====== Cytowany tekst ======

Nie było żadnych masowych grobów dzieci. Przekaz poszedł jednak w świat

Nie liczy się prawda. Ważna jest narracja. Ona prawdę zastępuje. Pisali o tym Lenin, Goebbels, z powodzeniem wprowadzając idee w życie. To naczelna zasada agresywnych formacji liberalnych i lewackich.

Tą zasadą posiłkowały się w przeszłości wszystkie największe światowe totalitaryzmy, z marksizmem na czele. Do niego nawiązuje dziś wprost postępowa lewica.

Wiele już zostało napisane o filmie „Zielona granica”. O przekłamaniach i manipulacjach wygenerowanych na polityczne zamówienie. Nie liczy się prawda obiektywna, sprawiedliwość, protesty Straży Granicznej, mieszkańców Podlasia - ważna jest hagada Agnieszki Holland. I to owa opowieść, nie fakty, zastępuje rzeczywistość. Podobnie dzieje się podczas demonstracji politycznych i na wiecach wyborczych, manifestach wygłaszanych w studiach telewizyjnych - jeśli wypowiadane hasła nie zgadzają się z prawdą, tym gorzej dla prawdy. Zawsze celem owego zakłamywania jest władza.

======

# Polecenie:
Przepisz cały cytowany tekst powyżej, słowo w słowo i bez żadnych zmian.

====== Fragmenty rekordów ======

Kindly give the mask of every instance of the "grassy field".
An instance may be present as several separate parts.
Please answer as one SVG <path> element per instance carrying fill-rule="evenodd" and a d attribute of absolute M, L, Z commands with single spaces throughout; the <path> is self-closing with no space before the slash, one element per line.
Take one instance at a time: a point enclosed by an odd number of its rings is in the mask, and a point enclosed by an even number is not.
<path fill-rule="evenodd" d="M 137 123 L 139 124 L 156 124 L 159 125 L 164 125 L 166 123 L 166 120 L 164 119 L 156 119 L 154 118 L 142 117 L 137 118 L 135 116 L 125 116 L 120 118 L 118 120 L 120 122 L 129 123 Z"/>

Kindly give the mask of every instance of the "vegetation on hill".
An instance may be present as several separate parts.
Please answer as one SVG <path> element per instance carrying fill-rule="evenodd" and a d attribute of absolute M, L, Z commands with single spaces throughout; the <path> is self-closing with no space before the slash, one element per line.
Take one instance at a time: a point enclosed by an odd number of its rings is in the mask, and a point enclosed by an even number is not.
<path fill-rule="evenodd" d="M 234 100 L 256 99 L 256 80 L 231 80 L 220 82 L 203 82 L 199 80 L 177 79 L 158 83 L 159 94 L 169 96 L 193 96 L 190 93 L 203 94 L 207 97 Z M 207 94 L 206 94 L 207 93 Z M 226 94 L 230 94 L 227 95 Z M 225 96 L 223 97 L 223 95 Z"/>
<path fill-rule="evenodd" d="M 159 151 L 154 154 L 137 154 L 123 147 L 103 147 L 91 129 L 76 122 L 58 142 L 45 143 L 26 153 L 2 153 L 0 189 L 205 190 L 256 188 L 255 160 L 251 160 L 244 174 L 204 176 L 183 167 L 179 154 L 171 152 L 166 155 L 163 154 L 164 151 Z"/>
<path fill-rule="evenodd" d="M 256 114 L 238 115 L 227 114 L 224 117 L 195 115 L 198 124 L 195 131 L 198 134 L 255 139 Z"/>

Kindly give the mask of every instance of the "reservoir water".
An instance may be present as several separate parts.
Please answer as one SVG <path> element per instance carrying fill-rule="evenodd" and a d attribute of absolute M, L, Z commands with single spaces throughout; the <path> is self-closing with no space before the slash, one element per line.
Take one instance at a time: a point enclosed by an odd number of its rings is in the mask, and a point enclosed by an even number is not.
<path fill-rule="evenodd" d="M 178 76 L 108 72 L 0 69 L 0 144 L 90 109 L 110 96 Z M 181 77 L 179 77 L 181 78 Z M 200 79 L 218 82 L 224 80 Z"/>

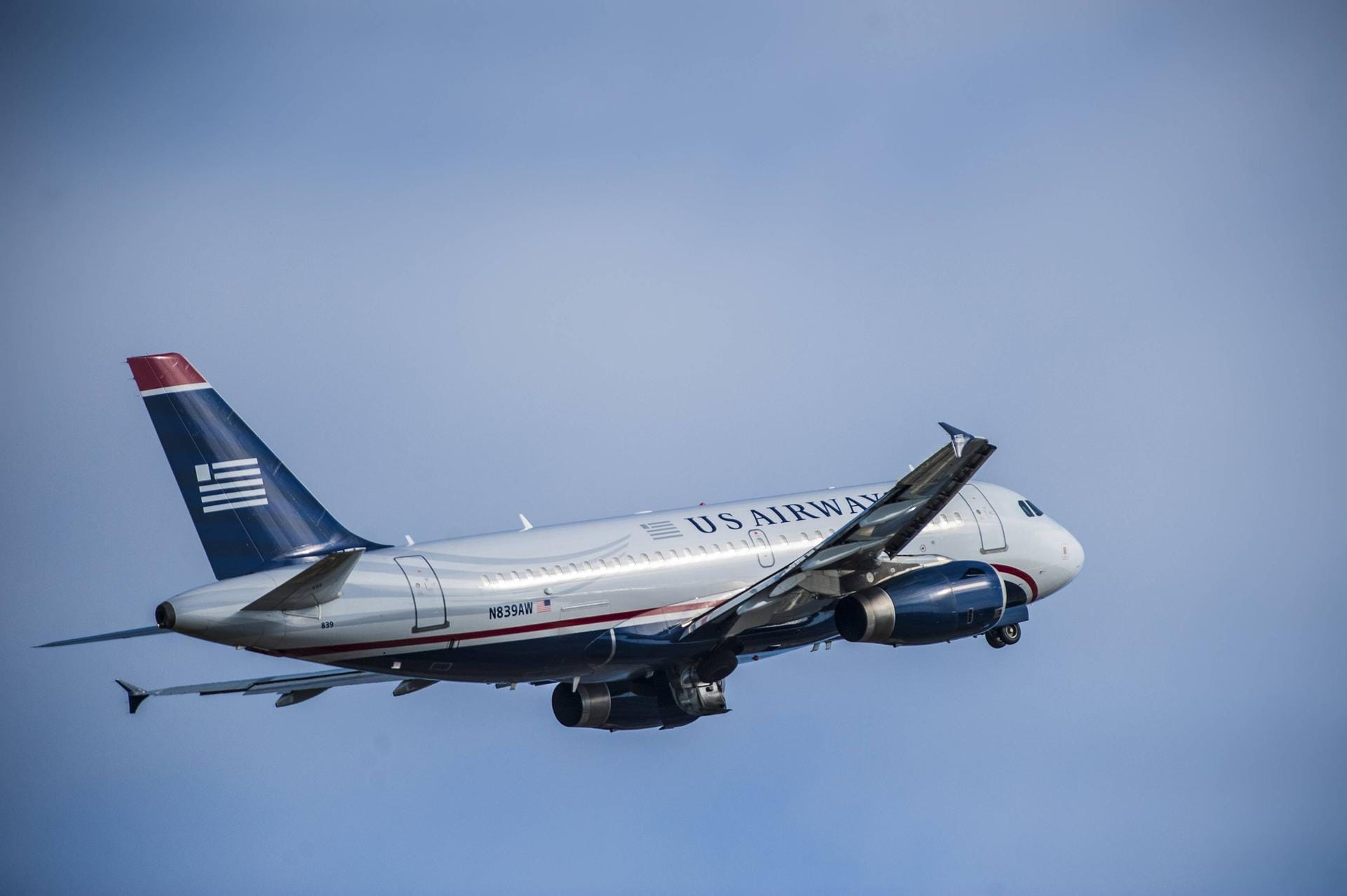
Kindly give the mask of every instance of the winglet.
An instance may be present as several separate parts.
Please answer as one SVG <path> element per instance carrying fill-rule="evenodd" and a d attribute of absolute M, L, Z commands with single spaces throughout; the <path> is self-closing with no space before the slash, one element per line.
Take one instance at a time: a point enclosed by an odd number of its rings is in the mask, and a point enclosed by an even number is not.
<path fill-rule="evenodd" d="M 140 709 L 140 705 L 150 697 L 150 691 L 143 687 L 136 687 L 135 684 L 128 684 L 120 678 L 113 680 L 121 684 L 123 690 L 127 691 L 127 702 L 131 703 L 131 714 L 135 715 L 136 710 Z"/>
<path fill-rule="evenodd" d="M 971 442 L 974 435 L 944 422 L 940 423 L 940 428 L 950 434 L 950 443 L 954 445 L 954 455 L 963 457 L 963 446 Z"/>

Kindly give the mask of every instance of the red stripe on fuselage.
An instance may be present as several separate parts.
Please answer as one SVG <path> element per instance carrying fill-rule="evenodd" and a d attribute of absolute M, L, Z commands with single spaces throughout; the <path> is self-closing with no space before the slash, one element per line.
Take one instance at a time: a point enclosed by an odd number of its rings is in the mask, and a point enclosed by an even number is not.
<path fill-rule="evenodd" d="M 1039 600 L 1039 583 L 1034 582 L 1033 577 L 1029 575 L 1028 573 L 1025 573 L 1024 570 L 1017 570 L 1016 567 L 1006 566 L 1005 563 L 993 563 L 991 569 L 994 569 L 997 571 L 1001 571 L 1001 573 L 1008 573 L 1010 575 L 1014 575 L 1016 578 L 1022 578 L 1025 582 L 1029 583 L 1029 590 L 1033 591 L 1033 597 L 1029 598 L 1029 600 L 1034 600 L 1034 601 Z"/>
<path fill-rule="evenodd" d="M 509 628 L 489 628 L 478 632 L 458 632 L 453 635 L 435 635 L 432 637 L 399 637 L 391 641 L 364 641 L 358 644 L 333 644 L 323 647 L 296 647 L 294 649 L 273 651 L 280 656 L 317 656 L 319 653 L 350 653 L 354 651 L 374 651 L 385 647 L 412 647 L 423 644 L 447 644 L 449 641 L 470 641 L 478 637 L 500 637 L 502 635 L 527 635 L 528 632 L 543 632 L 552 628 L 566 628 L 571 625 L 593 625 L 595 622 L 620 622 L 636 618 L 637 616 L 660 616 L 679 610 L 696 610 L 718 606 L 722 601 L 698 601 L 695 604 L 671 604 L 669 606 L 656 606 L 645 610 L 624 610 L 621 613 L 603 613 L 601 616 L 586 616 L 583 618 L 552 620 L 548 622 L 531 622 L 529 625 L 513 625 Z"/>

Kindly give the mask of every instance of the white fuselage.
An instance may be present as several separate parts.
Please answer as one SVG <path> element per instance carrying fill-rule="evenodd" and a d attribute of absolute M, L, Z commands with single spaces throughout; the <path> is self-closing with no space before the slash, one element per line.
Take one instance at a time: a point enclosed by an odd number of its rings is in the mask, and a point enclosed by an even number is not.
<path fill-rule="evenodd" d="M 617 636 L 657 639 L 831 535 L 892 484 L 536 527 L 372 550 L 341 598 L 303 612 L 237 613 L 291 567 L 176 598 L 176 631 L 211 641 L 446 680 L 626 675 Z M 963 486 L 905 555 L 990 563 L 1028 602 L 1080 570 L 1079 542 L 1014 492 Z M 1032 507 L 1032 505 L 1029 505 Z M 299 571 L 303 565 L 295 566 Z M 836 637 L 806 625 L 766 647 Z M 647 660 L 637 660 L 637 666 Z M 415 668 L 412 668 L 415 666 Z"/>

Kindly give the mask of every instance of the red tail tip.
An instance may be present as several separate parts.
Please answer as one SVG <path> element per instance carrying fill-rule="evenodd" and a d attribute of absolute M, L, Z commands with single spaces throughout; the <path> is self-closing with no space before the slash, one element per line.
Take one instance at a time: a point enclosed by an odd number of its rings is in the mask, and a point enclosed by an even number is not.
<path fill-rule="evenodd" d="M 176 352 L 141 354 L 127 358 L 127 364 L 131 365 L 131 375 L 136 377 L 136 388 L 141 392 L 206 381 L 206 377 L 197 373 L 197 368 Z"/>

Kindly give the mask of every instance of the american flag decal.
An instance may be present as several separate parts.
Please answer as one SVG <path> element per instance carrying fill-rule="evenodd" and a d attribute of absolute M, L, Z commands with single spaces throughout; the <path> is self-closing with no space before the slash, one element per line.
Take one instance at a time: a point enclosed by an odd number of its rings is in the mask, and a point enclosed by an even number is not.
<path fill-rule="evenodd" d="M 660 520 L 657 523 L 641 523 L 641 528 L 645 534 L 655 540 L 665 538 L 683 538 L 683 532 L 679 531 L 678 524 L 672 520 Z"/>
<path fill-rule="evenodd" d="M 255 457 L 198 463 L 197 482 L 201 484 L 202 513 L 261 507 L 267 503 L 267 488 L 263 485 L 261 470 Z"/>

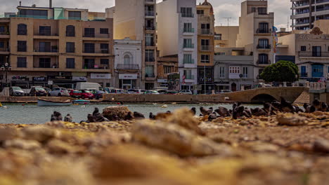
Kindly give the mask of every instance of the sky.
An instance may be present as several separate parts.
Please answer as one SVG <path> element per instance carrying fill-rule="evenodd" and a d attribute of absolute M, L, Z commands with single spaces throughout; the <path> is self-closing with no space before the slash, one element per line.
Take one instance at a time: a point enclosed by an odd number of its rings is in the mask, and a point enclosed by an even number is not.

======

# Wynik zadania:
Nie było żadnych masowych grobów dzieci. Przekaz poszedł jednak w świat

Nie liczy się prawda. Ważna jest narracja. Ona prawdę zastępuje. Pisali o tym Lenin, Goebbels, z powodzeniem wprowadzając idee w życie. To naczelna zasada agresywnych formacji liberalnych i lewackich.

Tą zasadą posiłkowały się w przeszłości wszystkie największe światowe totalitaryzmy, z marksizmem na czele. Do niego nawiązuje dziś wprost postępowa lewica.

Wiele już zostało napisane o filmie „Zielona granica”. O przekłamaniach i manipulacjach wygenerowanych na polityczne zamówienie. Nie liczy się prawda obiektywna, sprawiedliwość, protesty Straży Granicznej, mieszkańców Podlasia - ważna jest hagada Agnieszki Holland. I to owa opowieść, nie fakty, zastępuje rzeczywistość. Podobnie dzieje się podczas demonstracji politycznych i na wiecach wyborczych, manifestach wygłaszanych w studiach telewizyjnych - jeśli wypowiadane hasła nie zgadzają się z prawdą, tym gorzej dla prawdy. Zawsze celem owego zakłamywania jest władza.